__WHAT THE EXERCISE ASKS__
Please show every line in the entries below that includes the word "silver".

(Point localization data)
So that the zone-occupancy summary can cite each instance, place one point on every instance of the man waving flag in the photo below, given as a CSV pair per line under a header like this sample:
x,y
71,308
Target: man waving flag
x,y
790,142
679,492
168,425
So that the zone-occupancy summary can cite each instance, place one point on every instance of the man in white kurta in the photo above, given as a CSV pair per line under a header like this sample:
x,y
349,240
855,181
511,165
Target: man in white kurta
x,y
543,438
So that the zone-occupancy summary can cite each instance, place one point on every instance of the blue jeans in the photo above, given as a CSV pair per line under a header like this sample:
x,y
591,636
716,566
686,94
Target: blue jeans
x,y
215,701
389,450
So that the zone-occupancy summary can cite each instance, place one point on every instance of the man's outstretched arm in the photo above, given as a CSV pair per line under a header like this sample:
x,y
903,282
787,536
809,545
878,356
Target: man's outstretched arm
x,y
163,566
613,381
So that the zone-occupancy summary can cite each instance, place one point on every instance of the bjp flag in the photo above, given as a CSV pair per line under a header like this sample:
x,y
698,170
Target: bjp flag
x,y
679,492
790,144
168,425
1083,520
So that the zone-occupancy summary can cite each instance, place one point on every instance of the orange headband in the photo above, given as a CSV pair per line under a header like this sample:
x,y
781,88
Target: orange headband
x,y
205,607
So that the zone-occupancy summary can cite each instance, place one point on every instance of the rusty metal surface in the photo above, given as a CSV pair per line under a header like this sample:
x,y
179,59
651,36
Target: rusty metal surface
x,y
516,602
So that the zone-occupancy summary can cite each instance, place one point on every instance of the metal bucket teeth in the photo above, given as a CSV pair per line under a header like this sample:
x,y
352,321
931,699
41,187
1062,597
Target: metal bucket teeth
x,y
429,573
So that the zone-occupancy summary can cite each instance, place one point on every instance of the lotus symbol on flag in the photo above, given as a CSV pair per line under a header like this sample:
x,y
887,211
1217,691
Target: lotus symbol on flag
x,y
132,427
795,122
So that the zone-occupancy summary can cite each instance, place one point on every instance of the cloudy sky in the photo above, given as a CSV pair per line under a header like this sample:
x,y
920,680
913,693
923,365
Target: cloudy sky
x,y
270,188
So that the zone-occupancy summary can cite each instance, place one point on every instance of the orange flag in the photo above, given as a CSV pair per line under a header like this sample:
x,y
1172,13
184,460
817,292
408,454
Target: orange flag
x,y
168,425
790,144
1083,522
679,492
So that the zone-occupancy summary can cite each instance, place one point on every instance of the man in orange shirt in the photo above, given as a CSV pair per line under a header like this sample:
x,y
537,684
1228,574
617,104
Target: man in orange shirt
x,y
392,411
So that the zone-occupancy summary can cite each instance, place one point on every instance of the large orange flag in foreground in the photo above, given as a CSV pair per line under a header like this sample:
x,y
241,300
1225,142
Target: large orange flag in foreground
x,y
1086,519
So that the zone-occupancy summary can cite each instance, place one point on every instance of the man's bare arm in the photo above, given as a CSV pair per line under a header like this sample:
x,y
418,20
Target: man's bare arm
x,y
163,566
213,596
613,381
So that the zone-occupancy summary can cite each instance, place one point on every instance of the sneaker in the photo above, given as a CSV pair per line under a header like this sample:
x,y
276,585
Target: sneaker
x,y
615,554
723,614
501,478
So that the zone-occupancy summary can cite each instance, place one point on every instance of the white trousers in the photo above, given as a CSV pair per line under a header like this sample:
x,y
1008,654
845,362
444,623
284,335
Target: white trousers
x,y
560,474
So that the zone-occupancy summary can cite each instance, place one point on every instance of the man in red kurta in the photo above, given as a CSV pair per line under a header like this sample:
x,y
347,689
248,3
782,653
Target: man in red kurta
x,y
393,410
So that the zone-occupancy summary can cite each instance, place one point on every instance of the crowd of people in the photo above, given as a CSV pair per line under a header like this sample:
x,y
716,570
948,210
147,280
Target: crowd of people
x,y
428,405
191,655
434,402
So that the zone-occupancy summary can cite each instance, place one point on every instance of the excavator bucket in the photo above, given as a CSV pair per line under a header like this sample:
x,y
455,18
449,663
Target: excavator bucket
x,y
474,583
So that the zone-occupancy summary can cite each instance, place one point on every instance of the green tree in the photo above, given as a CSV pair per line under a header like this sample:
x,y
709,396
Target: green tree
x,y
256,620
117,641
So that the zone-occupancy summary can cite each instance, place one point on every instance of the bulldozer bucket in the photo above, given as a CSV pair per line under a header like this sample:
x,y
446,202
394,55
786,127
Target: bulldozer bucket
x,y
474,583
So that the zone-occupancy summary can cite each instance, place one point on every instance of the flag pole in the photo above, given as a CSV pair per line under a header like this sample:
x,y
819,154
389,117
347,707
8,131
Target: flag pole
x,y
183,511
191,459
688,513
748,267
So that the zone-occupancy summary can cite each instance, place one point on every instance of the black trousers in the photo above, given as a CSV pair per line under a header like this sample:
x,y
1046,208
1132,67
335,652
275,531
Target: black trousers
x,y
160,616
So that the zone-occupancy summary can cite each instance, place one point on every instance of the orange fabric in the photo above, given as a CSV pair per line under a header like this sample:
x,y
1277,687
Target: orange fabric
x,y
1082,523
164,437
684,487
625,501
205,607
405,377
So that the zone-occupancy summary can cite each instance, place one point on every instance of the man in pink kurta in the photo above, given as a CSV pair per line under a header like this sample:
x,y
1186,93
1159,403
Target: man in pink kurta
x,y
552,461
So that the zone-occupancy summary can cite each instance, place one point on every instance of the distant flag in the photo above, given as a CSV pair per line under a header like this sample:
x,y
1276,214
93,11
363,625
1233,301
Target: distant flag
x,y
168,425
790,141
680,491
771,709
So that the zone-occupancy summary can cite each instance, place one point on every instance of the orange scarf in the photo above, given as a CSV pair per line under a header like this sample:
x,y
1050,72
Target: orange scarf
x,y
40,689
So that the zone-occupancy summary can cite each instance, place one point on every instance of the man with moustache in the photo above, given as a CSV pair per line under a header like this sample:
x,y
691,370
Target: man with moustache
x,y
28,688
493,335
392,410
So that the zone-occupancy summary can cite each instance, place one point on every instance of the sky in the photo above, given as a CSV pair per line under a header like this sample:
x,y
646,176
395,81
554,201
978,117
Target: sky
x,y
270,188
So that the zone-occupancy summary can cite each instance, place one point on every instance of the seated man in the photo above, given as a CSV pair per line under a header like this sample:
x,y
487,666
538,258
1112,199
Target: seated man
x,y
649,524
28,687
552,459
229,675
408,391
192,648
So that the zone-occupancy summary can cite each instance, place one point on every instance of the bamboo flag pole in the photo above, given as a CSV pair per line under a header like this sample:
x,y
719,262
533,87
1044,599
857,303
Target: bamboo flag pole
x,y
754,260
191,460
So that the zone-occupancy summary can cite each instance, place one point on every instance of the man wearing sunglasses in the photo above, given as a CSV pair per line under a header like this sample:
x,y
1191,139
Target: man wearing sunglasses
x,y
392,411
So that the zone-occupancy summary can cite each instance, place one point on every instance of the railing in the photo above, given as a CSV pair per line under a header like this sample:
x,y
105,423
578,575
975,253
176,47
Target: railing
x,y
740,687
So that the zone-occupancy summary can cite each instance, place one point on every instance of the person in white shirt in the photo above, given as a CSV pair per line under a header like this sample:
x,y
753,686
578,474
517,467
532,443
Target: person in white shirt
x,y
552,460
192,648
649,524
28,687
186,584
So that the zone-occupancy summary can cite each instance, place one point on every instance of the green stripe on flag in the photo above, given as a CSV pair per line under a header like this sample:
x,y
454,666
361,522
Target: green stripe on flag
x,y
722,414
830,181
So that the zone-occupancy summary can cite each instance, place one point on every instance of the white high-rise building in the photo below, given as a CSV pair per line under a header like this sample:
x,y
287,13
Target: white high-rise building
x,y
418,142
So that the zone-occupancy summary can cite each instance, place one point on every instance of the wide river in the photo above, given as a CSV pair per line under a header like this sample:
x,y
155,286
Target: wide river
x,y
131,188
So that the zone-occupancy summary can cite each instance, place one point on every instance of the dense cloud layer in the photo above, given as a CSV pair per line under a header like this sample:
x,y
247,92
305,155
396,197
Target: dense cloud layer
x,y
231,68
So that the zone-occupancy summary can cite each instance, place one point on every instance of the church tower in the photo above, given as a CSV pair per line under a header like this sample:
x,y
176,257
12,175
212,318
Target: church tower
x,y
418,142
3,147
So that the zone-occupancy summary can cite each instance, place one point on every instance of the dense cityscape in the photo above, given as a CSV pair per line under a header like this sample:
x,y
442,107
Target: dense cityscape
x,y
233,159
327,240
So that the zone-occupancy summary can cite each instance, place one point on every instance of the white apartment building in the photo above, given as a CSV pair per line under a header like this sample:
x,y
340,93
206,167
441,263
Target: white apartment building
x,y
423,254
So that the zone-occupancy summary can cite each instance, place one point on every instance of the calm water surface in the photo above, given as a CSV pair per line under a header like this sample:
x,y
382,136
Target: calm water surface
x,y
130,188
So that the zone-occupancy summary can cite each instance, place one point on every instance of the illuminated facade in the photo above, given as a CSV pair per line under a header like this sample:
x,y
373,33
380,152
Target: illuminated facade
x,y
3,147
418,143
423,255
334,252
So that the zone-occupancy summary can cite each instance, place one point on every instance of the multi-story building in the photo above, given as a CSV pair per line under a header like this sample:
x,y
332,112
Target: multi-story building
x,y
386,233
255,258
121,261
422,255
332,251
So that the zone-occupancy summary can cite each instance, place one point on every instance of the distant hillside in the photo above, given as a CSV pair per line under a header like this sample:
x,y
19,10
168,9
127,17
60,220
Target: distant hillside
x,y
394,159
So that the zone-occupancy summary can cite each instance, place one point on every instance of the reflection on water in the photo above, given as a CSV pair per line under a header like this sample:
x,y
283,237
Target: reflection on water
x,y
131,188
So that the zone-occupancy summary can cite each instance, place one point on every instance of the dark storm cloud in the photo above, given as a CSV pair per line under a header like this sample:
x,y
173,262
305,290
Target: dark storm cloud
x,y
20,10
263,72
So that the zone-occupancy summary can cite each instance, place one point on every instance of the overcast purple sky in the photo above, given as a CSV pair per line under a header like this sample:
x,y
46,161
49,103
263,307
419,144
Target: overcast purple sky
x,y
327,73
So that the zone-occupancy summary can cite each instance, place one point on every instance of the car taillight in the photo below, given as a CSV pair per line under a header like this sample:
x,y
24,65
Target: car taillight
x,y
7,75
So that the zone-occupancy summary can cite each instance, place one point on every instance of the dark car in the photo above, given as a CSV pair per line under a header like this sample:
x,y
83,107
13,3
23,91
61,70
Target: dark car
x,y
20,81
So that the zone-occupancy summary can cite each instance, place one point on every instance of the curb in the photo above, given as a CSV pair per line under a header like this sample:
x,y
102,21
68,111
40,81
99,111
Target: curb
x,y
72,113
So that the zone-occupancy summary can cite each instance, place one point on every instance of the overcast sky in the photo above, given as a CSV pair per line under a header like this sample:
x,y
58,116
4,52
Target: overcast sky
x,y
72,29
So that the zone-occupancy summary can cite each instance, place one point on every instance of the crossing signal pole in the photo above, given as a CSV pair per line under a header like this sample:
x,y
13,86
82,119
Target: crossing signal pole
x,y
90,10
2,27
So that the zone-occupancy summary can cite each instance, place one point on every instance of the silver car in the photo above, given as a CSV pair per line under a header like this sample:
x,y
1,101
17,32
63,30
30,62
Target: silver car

__TASK OUTPUT__
So that the zone-occupancy summary can cite each instance, place one point on every instance of the silver car in the photo above, given as a CSV pair per line under a header like this sample:
Target: silver car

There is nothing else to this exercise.